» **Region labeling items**
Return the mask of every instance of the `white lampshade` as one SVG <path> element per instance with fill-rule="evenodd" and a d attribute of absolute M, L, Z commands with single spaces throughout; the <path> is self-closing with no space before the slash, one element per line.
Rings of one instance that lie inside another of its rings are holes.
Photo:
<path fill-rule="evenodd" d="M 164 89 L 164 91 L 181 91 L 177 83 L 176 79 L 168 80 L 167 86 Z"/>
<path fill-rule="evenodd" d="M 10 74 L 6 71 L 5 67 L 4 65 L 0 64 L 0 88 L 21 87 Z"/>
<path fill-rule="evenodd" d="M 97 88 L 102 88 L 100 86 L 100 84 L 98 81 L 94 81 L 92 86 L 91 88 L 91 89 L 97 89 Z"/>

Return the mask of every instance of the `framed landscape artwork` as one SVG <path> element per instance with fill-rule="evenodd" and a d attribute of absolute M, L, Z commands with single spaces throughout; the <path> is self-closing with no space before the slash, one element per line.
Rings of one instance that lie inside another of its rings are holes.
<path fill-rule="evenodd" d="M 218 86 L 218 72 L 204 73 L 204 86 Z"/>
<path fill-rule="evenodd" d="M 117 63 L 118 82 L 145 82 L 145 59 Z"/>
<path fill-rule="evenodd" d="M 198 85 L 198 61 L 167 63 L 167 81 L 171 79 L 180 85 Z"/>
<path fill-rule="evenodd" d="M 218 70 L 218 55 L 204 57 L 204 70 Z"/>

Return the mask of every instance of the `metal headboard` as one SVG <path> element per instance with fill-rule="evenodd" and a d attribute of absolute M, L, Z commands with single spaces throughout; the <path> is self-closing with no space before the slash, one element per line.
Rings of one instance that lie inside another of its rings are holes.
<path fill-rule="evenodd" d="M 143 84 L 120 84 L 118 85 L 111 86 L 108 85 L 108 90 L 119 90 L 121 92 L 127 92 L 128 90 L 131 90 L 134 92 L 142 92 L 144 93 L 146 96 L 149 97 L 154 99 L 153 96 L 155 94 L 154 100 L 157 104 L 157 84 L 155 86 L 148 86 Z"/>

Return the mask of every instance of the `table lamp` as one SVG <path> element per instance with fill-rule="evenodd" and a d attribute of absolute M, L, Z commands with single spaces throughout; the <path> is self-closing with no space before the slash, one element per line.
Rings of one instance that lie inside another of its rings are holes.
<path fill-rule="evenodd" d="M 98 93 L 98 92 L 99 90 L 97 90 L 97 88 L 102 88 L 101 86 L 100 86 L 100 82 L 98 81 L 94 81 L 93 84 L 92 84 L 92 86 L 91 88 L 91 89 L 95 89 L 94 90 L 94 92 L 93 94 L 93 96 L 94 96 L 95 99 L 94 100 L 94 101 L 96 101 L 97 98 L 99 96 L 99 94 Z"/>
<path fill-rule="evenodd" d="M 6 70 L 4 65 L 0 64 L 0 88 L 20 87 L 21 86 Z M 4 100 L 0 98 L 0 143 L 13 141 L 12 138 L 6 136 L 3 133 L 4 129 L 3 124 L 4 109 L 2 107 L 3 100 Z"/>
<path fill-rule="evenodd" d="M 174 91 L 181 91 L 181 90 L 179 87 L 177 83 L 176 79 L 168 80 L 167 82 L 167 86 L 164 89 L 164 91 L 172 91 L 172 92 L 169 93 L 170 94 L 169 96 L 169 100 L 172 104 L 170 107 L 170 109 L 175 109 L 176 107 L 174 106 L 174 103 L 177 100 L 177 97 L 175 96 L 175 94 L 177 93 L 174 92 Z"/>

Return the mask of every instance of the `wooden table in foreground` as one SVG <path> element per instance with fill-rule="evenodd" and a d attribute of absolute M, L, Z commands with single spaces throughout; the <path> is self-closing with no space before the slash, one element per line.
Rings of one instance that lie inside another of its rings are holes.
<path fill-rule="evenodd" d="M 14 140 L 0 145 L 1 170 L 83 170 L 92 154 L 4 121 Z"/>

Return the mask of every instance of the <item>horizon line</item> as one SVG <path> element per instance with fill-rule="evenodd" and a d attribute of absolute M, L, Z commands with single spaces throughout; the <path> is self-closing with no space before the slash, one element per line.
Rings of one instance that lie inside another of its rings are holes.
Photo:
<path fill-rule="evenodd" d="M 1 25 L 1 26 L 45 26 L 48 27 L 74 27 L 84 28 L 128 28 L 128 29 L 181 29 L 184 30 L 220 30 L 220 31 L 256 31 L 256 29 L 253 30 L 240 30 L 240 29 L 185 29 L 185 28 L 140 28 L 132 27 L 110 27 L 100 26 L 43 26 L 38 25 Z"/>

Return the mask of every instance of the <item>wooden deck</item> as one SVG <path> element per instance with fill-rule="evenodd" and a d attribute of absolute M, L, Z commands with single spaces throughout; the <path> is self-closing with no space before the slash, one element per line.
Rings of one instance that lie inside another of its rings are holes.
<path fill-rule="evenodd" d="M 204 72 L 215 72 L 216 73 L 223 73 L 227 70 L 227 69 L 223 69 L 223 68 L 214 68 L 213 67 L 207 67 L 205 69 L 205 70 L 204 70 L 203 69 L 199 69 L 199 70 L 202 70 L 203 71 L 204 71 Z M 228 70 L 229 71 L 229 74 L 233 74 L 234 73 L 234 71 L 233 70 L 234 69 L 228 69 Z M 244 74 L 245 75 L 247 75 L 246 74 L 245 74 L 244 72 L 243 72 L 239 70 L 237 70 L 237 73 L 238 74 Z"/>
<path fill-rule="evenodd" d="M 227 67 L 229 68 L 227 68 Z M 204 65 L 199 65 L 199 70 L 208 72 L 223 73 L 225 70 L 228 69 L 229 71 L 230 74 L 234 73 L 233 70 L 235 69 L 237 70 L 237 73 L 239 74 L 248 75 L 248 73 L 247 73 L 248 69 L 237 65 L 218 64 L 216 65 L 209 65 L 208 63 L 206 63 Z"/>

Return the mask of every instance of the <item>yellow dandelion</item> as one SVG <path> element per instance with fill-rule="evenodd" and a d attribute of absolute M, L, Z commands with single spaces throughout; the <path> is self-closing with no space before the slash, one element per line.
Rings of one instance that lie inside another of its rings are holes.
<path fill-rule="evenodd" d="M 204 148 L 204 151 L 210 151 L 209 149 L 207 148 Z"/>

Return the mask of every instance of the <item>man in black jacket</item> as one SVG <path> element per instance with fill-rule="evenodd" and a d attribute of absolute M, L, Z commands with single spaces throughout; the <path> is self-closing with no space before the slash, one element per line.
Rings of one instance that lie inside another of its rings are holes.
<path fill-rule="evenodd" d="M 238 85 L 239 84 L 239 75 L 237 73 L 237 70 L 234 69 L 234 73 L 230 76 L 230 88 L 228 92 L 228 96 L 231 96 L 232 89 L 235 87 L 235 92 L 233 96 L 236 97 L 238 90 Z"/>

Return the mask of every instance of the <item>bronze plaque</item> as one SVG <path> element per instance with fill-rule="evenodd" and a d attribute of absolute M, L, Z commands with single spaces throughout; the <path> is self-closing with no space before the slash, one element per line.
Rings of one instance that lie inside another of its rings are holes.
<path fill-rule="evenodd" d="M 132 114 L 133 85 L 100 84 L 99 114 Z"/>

» **Exercise brief**
Copy out all of the items above line for line, with no changes.

» **Problem solution**
Return the mask of every instance of the `white lampshade` as one SVG <path> element per instance with fill-rule="evenodd" and a d attribute of absolute M, L, Z commands with single spaces throughout; the <path> is self-closing with no space before the slash, one element per line.
Rings of one instance that lie inside another of its rings are holes.
Photo:
<path fill-rule="evenodd" d="M 164 89 L 164 91 L 181 91 L 177 83 L 176 79 L 168 80 L 167 86 Z"/>
<path fill-rule="evenodd" d="M 10 74 L 6 71 L 5 67 L 4 65 L 0 64 L 0 88 L 21 87 Z"/>
<path fill-rule="evenodd" d="M 97 88 L 102 88 L 100 86 L 100 84 L 98 81 L 94 81 L 92 86 L 91 88 L 91 89 L 97 89 Z"/>

Return the mask of every instance of the `framed landscape artwork` as one SVG <path> element per instance with fill-rule="evenodd" and a d attribute of absolute M, L, Z commands with single spaces throughout; the <path> is self-closing with no space before the slash, one element per line.
Rings of one instance that lie inside another of its rings are holes.
<path fill-rule="evenodd" d="M 218 86 L 218 72 L 204 73 L 204 86 Z"/>
<path fill-rule="evenodd" d="M 117 63 L 118 82 L 145 82 L 145 59 Z"/>
<path fill-rule="evenodd" d="M 198 85 L 198 61 L 167 63 L 167 81 L 171 79 L 180 85 Z"/>
<path fill-rule="evenodd" d="M 218 70 L 218 55 L 204 57 L 204 70 Z"/>

Return the mask of every instance of the `metal headboard` as one SVG <path> element per instance with fill-rule="evenodd" and a d attribute of absolute M, L, Z commands with single spaces throughout; the <path> is self-closing with no space before the slash, one element per line.
Rings of one instance that lie inside another of its rings are holes.
<path fill-rule="evenodd" d="M 143 84 L 120 84 L 118 85 L 111 86 L 108 85 L 108 90 L 119 90 L 121 92 L 127 92 L 128 90 L 131 90 L 134 92 L 142 92 L 144 93 L 146 96 L 149 97 L 154 99 L 153 96 L 155 94 L 154 100 L 157 104 L 157 84 L 155 86 L 148 86 Z"/>

Return the mask of every instance of the `table lamp` as one SVG <path> element per instance with fill-rule="evenodd" and a d attribute of absolute M, L, Z commands with single spaces throughout; the <path> is self-closing with no space before the slash, one element per line.
Rings of one instance that lie inside another of its rings are holes.
<path fill-rule="evenodd" d="M 98 93 L 98 92 L 99 90 L 97 90 L 97 88 L 102 88 L 101 86 L 100 86 L 100 82 L 98 81 L 94 81 L 93 84 L 92 84 L 92 86 L 91 88 L 91 89 L 95 89 L 94 90 L 94 92 L 93 94 L 93 96 L 94 96 L 95 99 L 94 100 L 94 101 L 96 101 L 97 98 L 99 96 L 99 94 Z"/>
<path fill-rule="evenodd" d="M 6 70 L 4 65 L 0 64 L 0 88 L 20 87 L 21 86 Z M 4 100 L 0 98 L 0 143 L 13 141 L 12 138 L 6 136 L 3 133 L 4 129 L 3 124 L 4 109 L 2 107 L 3 100 Z"/>
<path fill-rule="evenodd" d="M 174 91 L 181 91 L 181 90 L 179 87 L 177 83 L 176 79 L 168 80 L 167 82 L 167 86 L 164 89 L 164 91 L 172 91 L 172 92 L 169 93 L 170 94 L 169 96 L 169 100 L 172 104 L 170 107 L 170 109 L 175 109 L 176 107 L 174 106 L 174 103 L 177 100 L 177 97 L 175 96 L 175 94 L 177 93 L 174 92 Z"/>

Return the mask of every instance of the `wooden table in foreground` as one SVG <path> element per instance with fill-rule="evenodd" and a d attribute of absolute M, L, Z commands with single spaces throughout; the <path> is self-closing with no space before the slash, one element per line.
Rings of one instance that lie inside another of its rings are holes.
<path fill-rule="evenodd" d="M 14 140 L 0 145 L 1 170 L 83 170 L 92 154 L 4 121 Z"/>

Return the mask of every instance of the <item>horizon line</item> as one SVG <path> element per instance with fill-rule="evenodd" and a d attribute of absolute M, L, Z commands with single spaces throughout; the <path> is self-closing with no space before the slash, one element per line.
Rings of one instance that lie inside another of its rings are holes.
Photo:
<path fill-rule="evenodd" d="M 1 25 L 1 26 L 45 26 L 48 27 L 74 27 L 84 28 L 128 28 L 128 29 L 181 29 L 184 30 L 220 30 L 220 31 L 256 31 L 256 29 L 253 30 L 240 30 L 240 29 L 185 29 L 185 28 L 140 28 L 132 27 L 110 27 L 100 26 L 43 26 L 38 25 Z"/>

Return the mask of every instance of the <item>wooden deck</item> as one SVG <path> element per instance with fill-rule="evenodd" and a d attribute of absolute M, L, Z commands with single spaces throughout; the <path> is self-closing with no space before the slash, one element per line.
Rings of one instance that lie inside another of its rings are holes.
<path fill-rule="evenodd" d="M 204 72 L 215 72 L 216 73 L 223 73 L 227 70 L 227 69 L 223 69 L 223 68 L 214 68 L 213 67 L 207 67 L 205 69 L 205 70 L 204 70 L 203 69 L 199 69 L 199 70 L 202 70 L 203 71 L 204 71 Z M 228 70 L 229 71 L 229 74 L 233 74 L 234 73 L 234 71 L 233 70 L 234 69 L 228 69 Z M 244 74 L 245 75 L 247 75 L 246 74 L 245 74 L 244 72 L 243 72 L 239 70 L 237 70 L 237 73 L 238 74 Z"/>
<path fill-rule="evenodd" d="M 227 67 L 229 68 L 227 68 Z M 204 65 L 199 65 L 199 70 L 208 72 L 223 73 L 225 70 L 228 69 L 229 71 L 230 74 L 234 73 L 233 70 L 235 69 L 237 70 L 237 73 L 239 74 L 248 75 L 248 73 L 247 73 L 248 69 L 237 65 L 218 64 L 216 65 L 209 65 L 208 63 L 206 63 Z"/>

Return the mask of every instance of the <item>yellow dandelion</item> as one SVG <path> element per instance with fill-rule="evenodd" and a d attribute of absolute M, L, Z commands with single spaces throughout; the <path> is self-closing with no space before the slash, one element per line.
Rings of one instance that lie inside another of its rings are holes.
<path fill-rule="evenodd" d="M 204 148 L 204 151 L 210 151 L 209 149 L 207 148 Z"/>

Return the mask of every instance of the <item>man in black jacket</item> as one SVG <path> element per instance with fill-rule="evenodd" and a d attribute of absolute M, L, Z commands with single spaces throughout; the <path> is self-closing with no space before the slash, one element per line.
Rings of one instance that lie inside another of its rings are holes.
<path fill-rule="evenodd" d="M 238 85 L 239 84 L 239 75 L 237 73 L 237 70 L 234 69 L 234 73 L 230 76 L 230 88 L 228 92 L 228 96 L 231 96 L 232 89 L 235 87 L 235 92 L 233 96 L 236 97 L 238 90 Z"/>

Return the mask of every instance of the <item>bronze plaque</item> as one SVG <path> element per instance with fill-rule="evenodd" and a d attribute of absolute M, L, Z commands with single spaces throughout; the <path> is self-closing with no space before the slash, one element per line.
Rings of one instance that lie inside another of its rings are holes.
<path fill-rule="evenodd" d="M 132 114 L 133 85 L 100 84 L 99 114 Z"/>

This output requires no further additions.